= Text segment =

Content starts

Jumping spider with freshly killed prey, the author's home, Dec 2014
I write this on the morning that the Taliban have attacked a school in Peshawar, killing over 140 people, most of them children.
There is an idea in circulation, in the traditions, that the concept of sin means “missing the mark.”
Is today’s event “missing the mark?” I don’t think the phrase makes any sense here; neither do lofty philosophies of relativism and exoneration. The ancient traditions, for the most part, do admit a world of good, bad, morality, and sinfulness; and the idea that man both lives in and participates in that world is fundamental.
Though the concept of missing the mark may be technically accurate, I fear it whitewashes the matter; sin can’t be construed as a matter of mere inaccuracy. Inaccuracy is lamentable, but carries no moral weight; murder and measurement are not the same thing, and to be off center by an inch is very different than to betray one’s husband or wife, or one’s faith.
The word sin, I think, must acknowledge a morality; and good and evil cannot be rendered ambiguous simply because one has a philosophical wish (no matter how well-meant) to “transcend our world of dualism,” to achieve a blissful indifference to the world, etc.
It is, of course, a path fraught with pitfalls and dangers; in any moral world, man is tempted to arrogate the presumption of morality to himself—while claiming, always, the authority of his own God, whatever mask that God may wear— and of course reserve the right of punishment, which, taken to extremes, too often becomes an exercise of sin in its own right.

Content ends

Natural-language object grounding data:
Content starts

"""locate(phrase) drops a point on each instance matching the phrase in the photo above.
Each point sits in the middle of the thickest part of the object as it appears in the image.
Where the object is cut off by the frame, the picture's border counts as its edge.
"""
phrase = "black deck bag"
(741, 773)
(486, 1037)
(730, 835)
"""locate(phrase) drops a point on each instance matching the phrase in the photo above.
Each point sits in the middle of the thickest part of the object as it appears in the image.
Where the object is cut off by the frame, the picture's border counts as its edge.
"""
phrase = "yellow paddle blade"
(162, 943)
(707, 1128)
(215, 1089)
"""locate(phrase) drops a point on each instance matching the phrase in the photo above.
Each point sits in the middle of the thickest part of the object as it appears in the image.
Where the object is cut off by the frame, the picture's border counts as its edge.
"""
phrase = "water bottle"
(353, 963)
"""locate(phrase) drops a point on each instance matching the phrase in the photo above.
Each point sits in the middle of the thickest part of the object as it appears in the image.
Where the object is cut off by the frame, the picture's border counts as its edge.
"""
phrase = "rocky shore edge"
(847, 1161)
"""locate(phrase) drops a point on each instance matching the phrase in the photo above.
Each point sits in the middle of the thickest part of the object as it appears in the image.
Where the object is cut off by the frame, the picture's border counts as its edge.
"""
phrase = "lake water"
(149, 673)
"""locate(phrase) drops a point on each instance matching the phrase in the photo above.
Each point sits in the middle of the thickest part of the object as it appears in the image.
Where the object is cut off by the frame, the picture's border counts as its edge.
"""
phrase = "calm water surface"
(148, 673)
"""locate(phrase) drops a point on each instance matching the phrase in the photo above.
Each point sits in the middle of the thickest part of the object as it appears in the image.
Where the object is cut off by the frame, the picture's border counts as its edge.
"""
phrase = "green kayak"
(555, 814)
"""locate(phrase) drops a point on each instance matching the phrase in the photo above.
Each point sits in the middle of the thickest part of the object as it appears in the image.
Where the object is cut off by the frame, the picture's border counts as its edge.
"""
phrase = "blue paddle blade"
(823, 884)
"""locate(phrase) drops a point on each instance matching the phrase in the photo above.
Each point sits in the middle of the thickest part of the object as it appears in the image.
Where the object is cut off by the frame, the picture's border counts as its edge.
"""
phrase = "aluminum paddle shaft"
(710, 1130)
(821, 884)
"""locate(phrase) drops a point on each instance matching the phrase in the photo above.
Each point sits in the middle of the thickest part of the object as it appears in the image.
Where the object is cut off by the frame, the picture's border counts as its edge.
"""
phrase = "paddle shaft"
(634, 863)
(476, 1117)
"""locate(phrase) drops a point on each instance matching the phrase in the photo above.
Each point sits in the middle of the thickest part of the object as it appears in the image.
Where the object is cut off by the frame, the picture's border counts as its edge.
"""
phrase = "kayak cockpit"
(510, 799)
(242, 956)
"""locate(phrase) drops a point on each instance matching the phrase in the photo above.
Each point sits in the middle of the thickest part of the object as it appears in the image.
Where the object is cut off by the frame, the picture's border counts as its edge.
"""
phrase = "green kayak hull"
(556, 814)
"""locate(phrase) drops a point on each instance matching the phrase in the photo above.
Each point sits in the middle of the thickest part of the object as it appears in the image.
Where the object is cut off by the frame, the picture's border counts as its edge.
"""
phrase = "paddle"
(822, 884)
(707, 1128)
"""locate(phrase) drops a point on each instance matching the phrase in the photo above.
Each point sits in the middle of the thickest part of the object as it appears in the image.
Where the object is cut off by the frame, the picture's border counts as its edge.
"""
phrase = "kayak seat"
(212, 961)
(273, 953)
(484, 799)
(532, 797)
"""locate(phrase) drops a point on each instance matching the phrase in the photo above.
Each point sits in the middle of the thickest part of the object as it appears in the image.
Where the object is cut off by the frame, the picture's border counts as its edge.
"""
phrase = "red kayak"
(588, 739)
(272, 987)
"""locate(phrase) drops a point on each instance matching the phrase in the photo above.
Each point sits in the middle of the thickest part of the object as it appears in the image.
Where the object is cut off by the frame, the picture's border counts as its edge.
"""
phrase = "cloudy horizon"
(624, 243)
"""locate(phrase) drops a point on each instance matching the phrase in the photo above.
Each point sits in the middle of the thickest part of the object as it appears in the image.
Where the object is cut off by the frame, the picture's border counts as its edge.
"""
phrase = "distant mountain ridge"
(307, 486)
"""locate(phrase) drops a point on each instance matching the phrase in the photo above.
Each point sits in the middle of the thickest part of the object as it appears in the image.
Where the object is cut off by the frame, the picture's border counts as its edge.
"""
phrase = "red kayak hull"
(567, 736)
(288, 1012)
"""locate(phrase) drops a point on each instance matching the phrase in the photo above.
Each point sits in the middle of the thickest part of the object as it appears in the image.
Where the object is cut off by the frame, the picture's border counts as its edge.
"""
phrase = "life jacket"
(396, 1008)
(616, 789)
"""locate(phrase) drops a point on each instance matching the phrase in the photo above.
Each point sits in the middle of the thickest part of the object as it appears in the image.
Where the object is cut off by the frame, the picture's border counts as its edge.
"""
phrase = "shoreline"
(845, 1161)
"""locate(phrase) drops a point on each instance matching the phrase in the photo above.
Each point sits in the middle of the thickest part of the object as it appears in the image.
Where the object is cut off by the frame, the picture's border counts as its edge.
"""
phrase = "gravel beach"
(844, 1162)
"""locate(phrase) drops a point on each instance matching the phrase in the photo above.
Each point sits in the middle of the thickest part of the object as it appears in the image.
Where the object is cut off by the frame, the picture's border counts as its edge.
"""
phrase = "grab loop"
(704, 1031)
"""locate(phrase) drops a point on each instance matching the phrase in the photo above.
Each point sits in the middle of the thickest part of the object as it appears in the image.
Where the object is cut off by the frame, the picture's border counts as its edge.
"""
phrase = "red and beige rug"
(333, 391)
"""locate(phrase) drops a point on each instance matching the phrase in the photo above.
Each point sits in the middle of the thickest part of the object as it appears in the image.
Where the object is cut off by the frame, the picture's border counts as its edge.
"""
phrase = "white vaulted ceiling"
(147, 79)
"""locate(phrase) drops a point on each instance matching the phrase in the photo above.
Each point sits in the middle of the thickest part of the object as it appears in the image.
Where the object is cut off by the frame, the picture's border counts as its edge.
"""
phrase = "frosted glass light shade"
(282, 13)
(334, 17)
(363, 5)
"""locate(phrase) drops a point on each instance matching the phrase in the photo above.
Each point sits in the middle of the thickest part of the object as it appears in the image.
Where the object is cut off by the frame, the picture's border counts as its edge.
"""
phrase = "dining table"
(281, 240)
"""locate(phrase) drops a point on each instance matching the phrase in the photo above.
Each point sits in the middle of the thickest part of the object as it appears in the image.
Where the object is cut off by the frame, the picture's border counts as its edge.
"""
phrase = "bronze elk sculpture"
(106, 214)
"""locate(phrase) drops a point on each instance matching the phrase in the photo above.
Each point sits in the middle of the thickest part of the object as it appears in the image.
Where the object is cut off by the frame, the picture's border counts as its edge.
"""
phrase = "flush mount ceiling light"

Content ends

= Exercise set =
1. In the essay on sin, what happened on the morning it was written?
2. Write the next part of the essay on sin, starting after its last sentence.

= Answers to the exercises =
1. The Taliban attacked a school in Peshawar, killing over 140 people, most of them children.

2.
To miss the mark is to turn away from God. Yes, to an extent, it’s true; this is an inaccuracy. Yet to turn away from God is, in its essence, to turn away from Love: and this is to turn away from the good.
So sin is a turning away from the good.
The conundrum lies in this: everyone believes first in their own good, not God’s good; and thus each person thinks they turn towards the good, when in fact what they turn towards is their own selfishness. In this way, anything at all can be construed as good; and much of what the selfish person thinks is good (thinking from themselves, and not from God) is actually bad, since it comes not from the unconditional Love of God, which is (as the Sufis would remind us) all-forgiving and all-merciful, but self-love, which is conditional and punitive. It is this conditional and punitive love that runs our world; and it is where sin begins.
Technical terms such as missing the mark cannot apply here. Sin is a turning away from the good; and the good is of and from God, that is, a principle higher than man. What comes from mankind may imitate good or approximate good, but it cannot be good; man exists below the absolute state of good. Hence mankind is called “fallen,” that is, beneath the good. We exist within sin; this is the default condition of mankind not because of some inherent pessimism or an indelibly evil nature (“original” sin, as some might have it) but because of our position in the cosmos.
Arguing that we should strive to be without sin would be like arguing that bacteria ought to think more about being squirrels. It is not in the bacteria’s nature to be a squirrel; and it is not in man's nature to be without sin.
Gurdjieff made this clear enough in Beelzebub’s Tales to His Grandson, in which he proposed (or, perhaps, merely documented) the Holy Planet Purgatory, a planet where all Beings, regardless of their arising, efforts, or development, must eventually end up in order to be purged (most painfully purged, it appears) of their sin—that is, an inarguable and ineradicable flaw which lies at the root of their Being. If this flaw isn’t a lack of unconditional dedication to divine Love, I can’t imagine what it might be.
In the end, purgatory is there because we cannot be good; and purgatory itself is a divine (not earthly!) mechanism whereby one may, perhaps, achieve the final catharsis from sin.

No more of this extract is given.